▶ **WRITTEN EXERCISE**:
Count the lines of the records below that contain the word "hand", matching case exactly, and reply with only the number.

Point labeling records
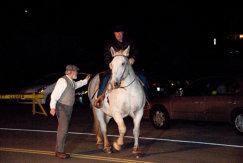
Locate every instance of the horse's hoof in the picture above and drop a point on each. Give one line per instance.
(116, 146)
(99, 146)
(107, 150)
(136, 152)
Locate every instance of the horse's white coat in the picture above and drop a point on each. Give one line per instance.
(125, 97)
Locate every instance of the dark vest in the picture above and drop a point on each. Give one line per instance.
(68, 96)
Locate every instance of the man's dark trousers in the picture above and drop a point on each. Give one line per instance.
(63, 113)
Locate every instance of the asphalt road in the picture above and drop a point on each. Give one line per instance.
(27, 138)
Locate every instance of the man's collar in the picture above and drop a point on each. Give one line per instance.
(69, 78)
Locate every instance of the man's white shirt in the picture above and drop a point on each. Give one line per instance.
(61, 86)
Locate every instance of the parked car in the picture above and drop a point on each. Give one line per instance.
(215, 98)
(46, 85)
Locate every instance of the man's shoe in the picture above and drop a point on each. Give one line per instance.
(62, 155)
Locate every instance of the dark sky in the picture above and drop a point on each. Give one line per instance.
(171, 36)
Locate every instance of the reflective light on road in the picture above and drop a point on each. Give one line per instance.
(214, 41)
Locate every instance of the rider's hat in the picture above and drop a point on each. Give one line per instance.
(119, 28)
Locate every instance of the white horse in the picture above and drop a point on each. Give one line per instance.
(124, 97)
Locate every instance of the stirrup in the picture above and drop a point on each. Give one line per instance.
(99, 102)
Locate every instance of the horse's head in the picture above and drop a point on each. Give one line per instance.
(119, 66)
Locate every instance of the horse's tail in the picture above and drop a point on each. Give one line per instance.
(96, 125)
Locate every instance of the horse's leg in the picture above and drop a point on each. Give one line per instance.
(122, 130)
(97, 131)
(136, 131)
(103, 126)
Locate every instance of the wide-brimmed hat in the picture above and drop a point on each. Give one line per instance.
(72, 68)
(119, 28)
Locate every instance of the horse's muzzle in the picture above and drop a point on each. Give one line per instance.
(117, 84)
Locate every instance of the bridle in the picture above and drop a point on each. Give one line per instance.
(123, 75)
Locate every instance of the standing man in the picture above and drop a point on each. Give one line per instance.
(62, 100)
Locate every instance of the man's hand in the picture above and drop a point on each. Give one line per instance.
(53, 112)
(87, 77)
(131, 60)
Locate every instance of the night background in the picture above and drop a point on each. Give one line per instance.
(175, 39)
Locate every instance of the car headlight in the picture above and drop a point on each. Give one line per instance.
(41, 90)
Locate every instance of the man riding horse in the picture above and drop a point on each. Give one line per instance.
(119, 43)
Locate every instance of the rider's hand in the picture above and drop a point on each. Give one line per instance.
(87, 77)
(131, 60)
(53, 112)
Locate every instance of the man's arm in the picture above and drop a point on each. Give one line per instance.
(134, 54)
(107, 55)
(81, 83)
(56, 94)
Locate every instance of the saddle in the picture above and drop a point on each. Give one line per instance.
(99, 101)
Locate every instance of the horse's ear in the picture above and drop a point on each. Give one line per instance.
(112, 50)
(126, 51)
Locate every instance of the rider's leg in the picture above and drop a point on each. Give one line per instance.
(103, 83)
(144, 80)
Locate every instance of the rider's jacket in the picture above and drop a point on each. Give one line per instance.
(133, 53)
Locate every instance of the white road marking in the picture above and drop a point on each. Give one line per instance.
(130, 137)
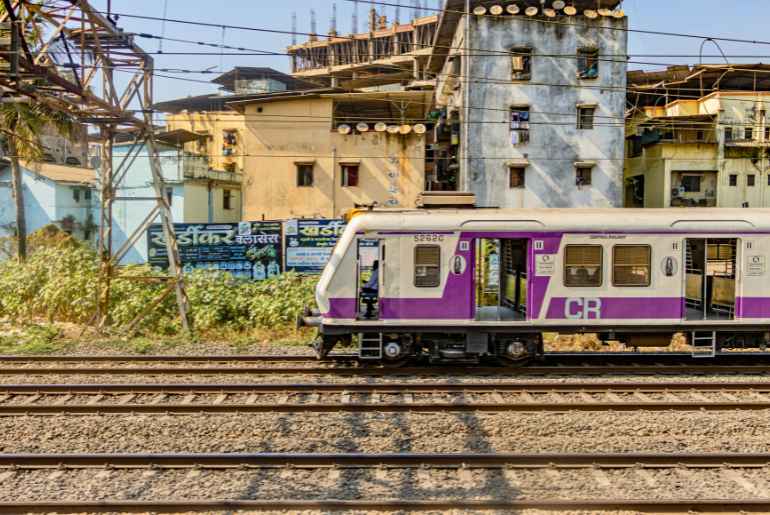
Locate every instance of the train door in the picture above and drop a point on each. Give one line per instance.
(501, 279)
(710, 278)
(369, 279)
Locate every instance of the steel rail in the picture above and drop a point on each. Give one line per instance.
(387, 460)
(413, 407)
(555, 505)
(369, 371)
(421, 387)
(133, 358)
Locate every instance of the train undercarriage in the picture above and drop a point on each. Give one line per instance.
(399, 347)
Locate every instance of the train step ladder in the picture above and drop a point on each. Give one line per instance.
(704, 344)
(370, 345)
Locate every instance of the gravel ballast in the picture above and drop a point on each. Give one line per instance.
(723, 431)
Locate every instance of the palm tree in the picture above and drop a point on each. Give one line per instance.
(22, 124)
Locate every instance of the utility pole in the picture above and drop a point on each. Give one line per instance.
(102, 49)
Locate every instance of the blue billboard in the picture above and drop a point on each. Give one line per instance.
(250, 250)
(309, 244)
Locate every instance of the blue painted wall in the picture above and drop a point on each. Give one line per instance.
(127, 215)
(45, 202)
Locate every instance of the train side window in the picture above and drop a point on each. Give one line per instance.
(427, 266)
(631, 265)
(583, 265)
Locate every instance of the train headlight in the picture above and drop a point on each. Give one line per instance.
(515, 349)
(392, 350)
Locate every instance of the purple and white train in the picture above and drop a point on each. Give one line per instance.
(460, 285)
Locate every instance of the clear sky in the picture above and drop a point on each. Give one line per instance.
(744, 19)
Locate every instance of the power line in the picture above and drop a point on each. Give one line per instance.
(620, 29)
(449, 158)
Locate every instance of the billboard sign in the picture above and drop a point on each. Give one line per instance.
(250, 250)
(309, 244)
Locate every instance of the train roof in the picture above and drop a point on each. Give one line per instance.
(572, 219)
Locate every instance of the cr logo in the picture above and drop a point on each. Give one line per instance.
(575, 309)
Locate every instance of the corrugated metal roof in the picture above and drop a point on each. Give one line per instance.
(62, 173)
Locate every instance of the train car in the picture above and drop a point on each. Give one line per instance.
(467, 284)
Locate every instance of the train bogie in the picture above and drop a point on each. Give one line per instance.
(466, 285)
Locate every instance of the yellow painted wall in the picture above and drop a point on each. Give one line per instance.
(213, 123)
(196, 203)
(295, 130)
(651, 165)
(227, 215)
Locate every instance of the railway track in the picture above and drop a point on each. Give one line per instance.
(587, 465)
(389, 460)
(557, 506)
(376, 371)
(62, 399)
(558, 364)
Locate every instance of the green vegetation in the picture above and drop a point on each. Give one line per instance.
* * *
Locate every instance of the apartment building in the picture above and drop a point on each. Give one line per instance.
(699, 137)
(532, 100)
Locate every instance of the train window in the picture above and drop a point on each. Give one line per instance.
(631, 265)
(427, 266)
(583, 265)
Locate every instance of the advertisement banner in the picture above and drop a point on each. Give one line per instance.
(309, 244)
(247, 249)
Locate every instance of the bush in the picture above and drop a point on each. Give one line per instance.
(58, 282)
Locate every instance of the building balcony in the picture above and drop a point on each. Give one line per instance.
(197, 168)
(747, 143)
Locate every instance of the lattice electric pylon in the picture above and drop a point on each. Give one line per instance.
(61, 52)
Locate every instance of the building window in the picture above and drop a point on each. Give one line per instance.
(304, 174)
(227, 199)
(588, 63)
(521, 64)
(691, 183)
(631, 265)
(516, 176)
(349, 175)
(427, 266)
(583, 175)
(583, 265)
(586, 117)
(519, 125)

▶ **RESULT OF THIS EXERCISE**:
2